▶ [Short problem] Please repeat all of the listing exactly.

++++++++++++++++++++

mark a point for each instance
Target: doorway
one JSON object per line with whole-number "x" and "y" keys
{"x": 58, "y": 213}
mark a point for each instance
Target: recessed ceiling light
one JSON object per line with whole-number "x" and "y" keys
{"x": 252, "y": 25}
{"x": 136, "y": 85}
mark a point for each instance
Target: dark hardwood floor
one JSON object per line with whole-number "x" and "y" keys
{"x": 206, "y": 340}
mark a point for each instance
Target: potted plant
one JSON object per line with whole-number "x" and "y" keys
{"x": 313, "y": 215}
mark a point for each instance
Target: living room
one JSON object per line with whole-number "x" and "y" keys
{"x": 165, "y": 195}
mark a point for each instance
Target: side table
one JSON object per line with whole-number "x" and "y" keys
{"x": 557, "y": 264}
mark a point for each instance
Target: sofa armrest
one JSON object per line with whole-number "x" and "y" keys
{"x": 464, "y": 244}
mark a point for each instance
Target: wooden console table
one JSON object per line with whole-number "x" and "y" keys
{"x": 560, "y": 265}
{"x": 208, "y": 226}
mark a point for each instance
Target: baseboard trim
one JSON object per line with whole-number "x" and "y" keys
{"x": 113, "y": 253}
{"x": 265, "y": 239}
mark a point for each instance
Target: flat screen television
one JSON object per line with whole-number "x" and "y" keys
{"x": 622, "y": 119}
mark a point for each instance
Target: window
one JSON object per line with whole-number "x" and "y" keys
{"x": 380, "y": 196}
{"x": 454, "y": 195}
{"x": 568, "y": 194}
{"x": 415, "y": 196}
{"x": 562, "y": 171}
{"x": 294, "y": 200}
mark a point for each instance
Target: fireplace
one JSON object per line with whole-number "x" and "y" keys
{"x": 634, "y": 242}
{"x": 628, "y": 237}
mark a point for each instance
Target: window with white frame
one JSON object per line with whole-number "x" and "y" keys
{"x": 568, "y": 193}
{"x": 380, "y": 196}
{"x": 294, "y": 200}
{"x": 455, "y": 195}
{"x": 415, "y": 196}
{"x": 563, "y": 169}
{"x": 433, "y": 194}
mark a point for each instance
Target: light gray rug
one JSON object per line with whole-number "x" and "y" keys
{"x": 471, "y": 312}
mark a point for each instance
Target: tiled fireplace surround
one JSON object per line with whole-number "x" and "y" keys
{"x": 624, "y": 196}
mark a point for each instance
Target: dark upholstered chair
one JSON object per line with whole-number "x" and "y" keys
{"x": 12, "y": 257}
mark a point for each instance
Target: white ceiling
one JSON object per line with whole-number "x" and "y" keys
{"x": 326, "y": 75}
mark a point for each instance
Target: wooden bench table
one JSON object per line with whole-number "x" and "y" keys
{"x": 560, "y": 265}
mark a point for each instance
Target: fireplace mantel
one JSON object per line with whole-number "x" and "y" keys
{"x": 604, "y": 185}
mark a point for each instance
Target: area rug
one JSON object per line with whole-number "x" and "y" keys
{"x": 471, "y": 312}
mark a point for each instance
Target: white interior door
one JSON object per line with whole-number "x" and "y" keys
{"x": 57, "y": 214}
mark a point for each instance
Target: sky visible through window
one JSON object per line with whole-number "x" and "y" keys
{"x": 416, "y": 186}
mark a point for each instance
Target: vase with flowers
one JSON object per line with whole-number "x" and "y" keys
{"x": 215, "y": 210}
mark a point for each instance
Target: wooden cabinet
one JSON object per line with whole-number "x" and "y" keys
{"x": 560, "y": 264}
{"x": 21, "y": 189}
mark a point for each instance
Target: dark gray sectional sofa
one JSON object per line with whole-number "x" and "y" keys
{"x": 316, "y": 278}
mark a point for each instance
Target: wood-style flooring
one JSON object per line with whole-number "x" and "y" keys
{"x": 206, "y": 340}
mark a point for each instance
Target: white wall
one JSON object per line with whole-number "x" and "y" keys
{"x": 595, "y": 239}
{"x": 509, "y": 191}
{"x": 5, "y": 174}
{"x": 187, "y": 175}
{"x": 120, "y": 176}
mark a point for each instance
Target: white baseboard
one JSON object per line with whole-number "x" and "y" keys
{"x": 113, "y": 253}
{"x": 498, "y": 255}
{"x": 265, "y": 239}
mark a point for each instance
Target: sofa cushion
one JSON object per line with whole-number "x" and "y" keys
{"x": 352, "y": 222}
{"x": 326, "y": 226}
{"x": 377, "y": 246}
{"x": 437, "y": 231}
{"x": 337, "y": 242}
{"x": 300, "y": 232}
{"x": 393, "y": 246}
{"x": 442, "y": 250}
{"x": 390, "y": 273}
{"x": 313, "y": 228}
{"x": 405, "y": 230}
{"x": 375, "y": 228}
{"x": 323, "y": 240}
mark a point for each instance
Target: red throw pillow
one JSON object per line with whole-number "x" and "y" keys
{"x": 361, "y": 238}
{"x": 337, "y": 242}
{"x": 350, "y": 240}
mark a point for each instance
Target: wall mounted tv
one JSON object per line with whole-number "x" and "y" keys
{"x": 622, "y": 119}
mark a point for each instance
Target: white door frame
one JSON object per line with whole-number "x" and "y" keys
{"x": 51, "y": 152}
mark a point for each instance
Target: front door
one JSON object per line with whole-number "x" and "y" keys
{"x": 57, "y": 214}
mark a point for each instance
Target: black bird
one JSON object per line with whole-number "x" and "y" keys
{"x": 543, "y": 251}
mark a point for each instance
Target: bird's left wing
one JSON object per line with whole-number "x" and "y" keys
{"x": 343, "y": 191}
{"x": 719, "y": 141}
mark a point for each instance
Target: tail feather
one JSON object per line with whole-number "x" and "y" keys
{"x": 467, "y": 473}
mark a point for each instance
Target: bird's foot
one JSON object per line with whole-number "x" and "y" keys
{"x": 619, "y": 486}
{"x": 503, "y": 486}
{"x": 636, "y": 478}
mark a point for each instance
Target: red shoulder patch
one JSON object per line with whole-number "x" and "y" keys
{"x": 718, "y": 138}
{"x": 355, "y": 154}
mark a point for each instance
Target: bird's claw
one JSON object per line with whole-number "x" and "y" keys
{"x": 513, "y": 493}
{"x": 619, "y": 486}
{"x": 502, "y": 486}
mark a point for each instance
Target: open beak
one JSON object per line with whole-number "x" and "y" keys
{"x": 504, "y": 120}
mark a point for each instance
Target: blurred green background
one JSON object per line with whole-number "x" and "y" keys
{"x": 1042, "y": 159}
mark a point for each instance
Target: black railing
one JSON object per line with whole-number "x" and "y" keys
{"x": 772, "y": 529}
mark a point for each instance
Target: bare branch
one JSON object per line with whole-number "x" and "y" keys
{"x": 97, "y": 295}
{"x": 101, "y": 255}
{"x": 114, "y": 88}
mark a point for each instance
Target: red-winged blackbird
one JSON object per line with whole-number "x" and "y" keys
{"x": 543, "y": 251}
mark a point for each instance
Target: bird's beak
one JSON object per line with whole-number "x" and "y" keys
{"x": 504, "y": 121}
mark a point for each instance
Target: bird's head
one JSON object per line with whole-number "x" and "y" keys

++++++++++++++++++++

▶ [Solution below]
mark a point for each instance
Target: doorway
one JSON object per line with whole-number "x" and "y" keys
{"x": 58, "y": 213}
mark a point for each instance
Target: recessed ceiling light
one JSON object per line with whole-number "x" and "y" keys
{"x": 252, "y": 25}
{"x": 136, "y": 85}
mark a point for each instance
Target: dark hardwood floor
one JSON object per line with whole-number "x" and "y" keys
{"x": 206, "y": 340}
mark a point for each instance
Target: potted plant
one JSON object per line with whole-number "x" and "y" keys
{"x": 313, "y": 215}
mark a point for each instance
Target: living room
one JSON object per line with whole-number "x" and "y" keys
{"x": 165, "y": 195}
mark a point for each instance
Target: side table
one JSON object per line with whole-number "x" and "y" keys
{"x": 557, "y": 264}
mark a point for each instance
Target: sofa armrest
one JSON object per line with whole-number "x" and "y" keys
{"x": 464, "y": 244}
mark a point for each instance
Target: wooden console table
one JSON object per line with whole-number "x" and "y" keys
{"x": 560, "y": 265}
{"x": 208, "y": 226}
mark a point for each instance
Target: baseboard trim
one JSON object per line with whole-number "x" and "y" keys
{"x": 113, "y": 253}
{"x": 265, "y": 239}
mark a point for each instance
Target: flat screen television
one JSON object per line with whole-number "x" and "y" keys
{"x": 622, "y": 119}
mark a point for each instance
Target: window
one JSON object per line with whole-number "x" and "y" keys
{"x": 380, "y": 196}
{"x": 454, "y": 195}
{"x": 568, "y": 194}
{"x": 415, "y": 196}
{"x": 562, "y": 171}
{"x": 294, "y": 200}
mark a point for each instance
Target: fireplace
one JSON object per line with whole-number "x" and "y" keys
{"x": 634, "y": 242}
{"x": 628, "y": 237}
mark a point for each instance
Target: window with white frame
one JSON object per line with whole-number "x" and "y" keys
{"x": 568, "y": 193}
{"x": 380, "y": 196}
{"x": 294, "y": 200}
{"x": 455, "y": 195}
{"x": 415, "y": 196}
{"x": 563, "y": 169}
{"x": 433, "y": 194}
mark a point for each instance
Target: light gray rug
one JSON object per line with whole-number "x" and "y" keys
{"x": 471, "y": 312}
mark a point for each instance
Target: tiled fireplace surround
one JSON object per line with whole-number "x" and "y" keys
{"x": 624, "y": 196}
mark a point for each instance
Target: dark upholstered chair
one JSON object per line with whole-number "x" and "y" keys
{"x": 12, "y": 257}
mark a point for each instance
Target: white ceiling
one JSON object per line with whole-number "x" and "y" keys
{"x": 326, "y": 75}
mark a point for each instance
Target: wooden bench table
one JSON object per line with whole-number "x" and "y" keys
{"x": 560, "y": 265}
mark a point for each instance
Target: fireplace mantel
one JSON object per line with whole-number "x" and "y" keys
{"x": 604, "y": 185}
mark a point for each instance
Target: area rug
one JSON object per line with whole-number "x" and "y" keys
{"x": 471, "y": 312}
mark a point for each instance
Target: white interior door
one JSON object per line with whole-number "x" and "y" keys
{"x": 57, "y": 214}
mark a point for each instance
Target: sky visible through window
one JSON object per line with whole-number "x" and "y" keys
{"x": 416, "y": 186}
mark a point for each instance
Target: vase with flowers
one JSON object per line with whole-number "x" and "y" keys
{"x": 215, "y": 210}
mark a point for each instance
Target: wooden cabinet
one JSON object per line with whole-number "x" and "y" keys
{"x": 560, "y": 264}
{"x": 21, "y": 189}
mark a point for each instance
Target: dark gray sectional sofa
one JSON object per line with whole-number "x" and "y" keys
{"x": 316, "y": 278}
mark a point for each instance
Target: wood-style flooring
one JSON object per line with whole-number "x" and "y" keys
{"x": 206, "y": 340}
mark a point for each instance
Target: white wall
one JSON object per line with whole-number "x" and "y" keys
{"x": 595, "y": 239}
{"x": 509, "y": 191}
{"x": 5, "y": 174}
{"x": 187, "y": 175}
{"x": 120, "y": 176}
mark a point for each instance
Target: white baseboard
one JSON object per line with whole-number "x" and "y" keys
{"x": 113, "y": 253}
{"x": 498, "y": 255}
{"x": 265, "y": 239}
mark a point for each instance
Target: sofa cushion
one JSON object per line with whole-number "x" and "y" keys
{"x": 352, "y": 222}
{"x": 326, "y": 226}
{"x": 377, "y": 246}
{"x": 437, "y": 231}
{"x": 337, "y": 242}
{"x": 300, "y": 232}
{"x": 393, "y": 246}
{"x": 442, "y": 250}
{"x": 390, "y": 273}
{"x": 313, "y": 228}
{"x": 405, "y": 230}
{"x": 375, "y": 228}
{"x": 323, "y": 240}
mark a point for each instance
Target: red throw pillow
one JSON object per line with whole-number "x" and "y" keys
{"x": 361, "y": 238}
{"x": 337, "y": 242}
{"x": 350, "y": 240}
mark a point for each instance
Target: wall mounted tv
one JSON object per line with whole-number "x" and "y" keys
{"x": 622, "y": 119}
mark a point for each instance
Target: white door frame
one JSON object per line with whole-number "x" and "y" keys
{"x": 51, "y": 152}
mark a point for each instance
Target: front door
one JSON object per line with whole-number "x" and "y" keys
{"x": 57, "y": 214}
mark a point for each instance
Target: black bird
one JSON object per line with whole-number "x" and "y" keys
{"x": 543, "y": 251}
mark a point for each instance
Target: bird's left wing
one JSON object per line with whole-number "x" and "y" keys
{"x": 343, "y": 191}
{"x": 719, "y": 141}
mark a point for each instance
Target: tail feather
one JSON object per line with whole-number "x" and "y" keys
{"x": 467, "y": 473}
mark a point for each instance
Target: bird's foot
one JSON object per line with whole-number "x" and "y" keys
{"x": 619, "y": 486}
{"x": 503, "y": 486}
{"x": 636, "y": 478}
mark a point for each instance
Target: red shoulder patch
one JSON object per line with whole-number "x" and "y" keys
{"x": 718, "y": 138}
{"x": 355, "y": 154}
mark a point for each instance
Target: bird's claw
one JSON object per line with whole-number "x" and "y" keys
{"x": 513, "y": 493}
{"x": 619, "y": 486}
{"x": 502, "y": 486}
mark a point for each instance
Target: open beak
one JSON object per line with whole-number "x" and "y" keys
{"x": 504, "y": 120}
mark a point for each instance
Target: blurred green background
one JSON object per line with whole-number "x" and "y" keys
{"x": 1042, "y": 159}
mark a point for each instance
Target: black railing
one JSON object per line with whole-number "x" and "y" keys
{"x": 772, "y": 529}
mark a point for each instance
Target: bare branch
one JSON object per line with whole-number "x" and "y" keys
{"x": 97, "y": 295}
{"x": 101, "y": 255}
{"x": 114, "y": 88}
mark a point for each instance
Target: red-winged blackbird
one JSON object per line with whole-number "x" and "y" keys
{"x": 543, "y": 251}
mark a point for each instance
Target: bird's beak
one JSON object per line with whole-number "x" and "y" keys
{"x": 504, "y": 121}
mark a point for each instance
Target: bird's head
one JSON object per line with whole-number "x" and "y" keys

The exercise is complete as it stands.